- PROBLEM DESCRIPTION -
Restate the records below word for word, leaving nothing out.

- Items from a dataset -
______
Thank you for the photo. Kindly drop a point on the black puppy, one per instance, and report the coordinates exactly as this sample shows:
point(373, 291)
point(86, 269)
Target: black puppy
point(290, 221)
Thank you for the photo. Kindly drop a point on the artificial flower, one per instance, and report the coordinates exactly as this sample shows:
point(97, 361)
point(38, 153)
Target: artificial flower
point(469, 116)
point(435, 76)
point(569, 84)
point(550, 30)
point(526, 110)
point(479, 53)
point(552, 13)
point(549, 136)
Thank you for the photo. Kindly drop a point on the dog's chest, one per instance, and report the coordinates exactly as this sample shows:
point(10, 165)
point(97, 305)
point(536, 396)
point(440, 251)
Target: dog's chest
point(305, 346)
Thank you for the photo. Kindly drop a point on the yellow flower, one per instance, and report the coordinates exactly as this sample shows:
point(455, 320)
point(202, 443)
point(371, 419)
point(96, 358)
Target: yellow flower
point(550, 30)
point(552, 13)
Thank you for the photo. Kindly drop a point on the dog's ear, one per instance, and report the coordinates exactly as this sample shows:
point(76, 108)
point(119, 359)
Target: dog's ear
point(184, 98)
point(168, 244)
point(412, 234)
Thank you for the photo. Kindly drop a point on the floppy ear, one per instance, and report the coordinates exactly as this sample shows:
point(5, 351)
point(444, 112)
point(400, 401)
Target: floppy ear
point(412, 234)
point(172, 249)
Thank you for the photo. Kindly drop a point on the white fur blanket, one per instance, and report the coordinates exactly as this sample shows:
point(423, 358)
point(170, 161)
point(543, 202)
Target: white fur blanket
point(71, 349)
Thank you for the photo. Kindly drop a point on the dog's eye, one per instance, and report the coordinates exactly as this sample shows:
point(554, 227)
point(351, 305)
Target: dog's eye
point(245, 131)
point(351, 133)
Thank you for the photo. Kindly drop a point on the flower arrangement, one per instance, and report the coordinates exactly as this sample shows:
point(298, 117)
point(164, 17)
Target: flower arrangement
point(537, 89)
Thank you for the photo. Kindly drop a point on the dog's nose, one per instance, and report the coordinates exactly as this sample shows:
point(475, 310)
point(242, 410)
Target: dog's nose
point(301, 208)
______
- ANSWER BOX -
Thank you for the photo. Kindly drop a point on the black puppy, one per instance, and report the coordinates exactly as this sample shows:
point(373, 291)
point(86, 269)
Target: black puppy
point(290, 221)
Thank you for the photo. Kindly drop a point on the artificial flower, one per instance, and report the coordinates exactly as this sample shows:
point(97, 361)
point(38, 153)
Target: artificial flower
point(469, 116)
point(435, 76)
point(569, 84)
point(550, 30)
point(526, 110)
point(479, 53)
point(552, 13)
point(549, 136)
Thank you for the photo. Kindly drop a point on the dog's chest, one per instance, and report the coordinates exactly as this sample shows:
point(10, 165)
point(97, 305)
point(536, 396)
point(440, 251)
Target: dog's chest
point(305, 346)
Thank you for the photo. Kindly drop a point on the yellow flower, one per instance, and report the coordinates exactly as this sample shows:
point(455, 320)
point(202, 443)
point(371, 419)
point(96, 358)
Target: yellow flower
point(550, 30)
point(552, 13)
Thank you for the photo. Kindly drop a point on the dog's ear, one per instance, and report the coordinates exactly as this sample shows:
point(76, 108)
point(119, 359)
Target: dog's ear
point(184, 98)
point(168, 244)
point(412, 234)
Thank you for the photo. Kindly drop a point on the floppy ear, one per instance, and report the coordinates exactly as this sample shows:
point(5, 351)
point(444, 112)
point(400, 401)
Target: floppy ear
point(412, 234)
point(172, 249)
Thank you for the photo. Kindly drop a point on the white fur blanket, one per instance, and report the coordinates exactly as this sample shows:
point(423, 358)
point(170, 161)
point(543, 202)
Target: white fur blanket
point(71, 349)
Thank you for the photo. Kindly drop a point on the dog's eye, one per instance, and report the coordinates exactly as this sample shows:
point(554, 227)
point(351, 305)
Target: dog's eye
point(245, 131)
point(351, 133)
Thank you for the photo. Kindly drop a point on the flower arrangement, one per instance, and report the coordinates exactly as this sample shows:
point(298, 117)
point(164, 17)
Target: flower arrangement
point(537, 89)
Thank you for the photo. Kindly drop a point on the dog's nose, one per instance, and report the coordinates exactly as this sample shows:
point(475, 310)
point(242, 410)
Target: dog's nose
point(301, 208)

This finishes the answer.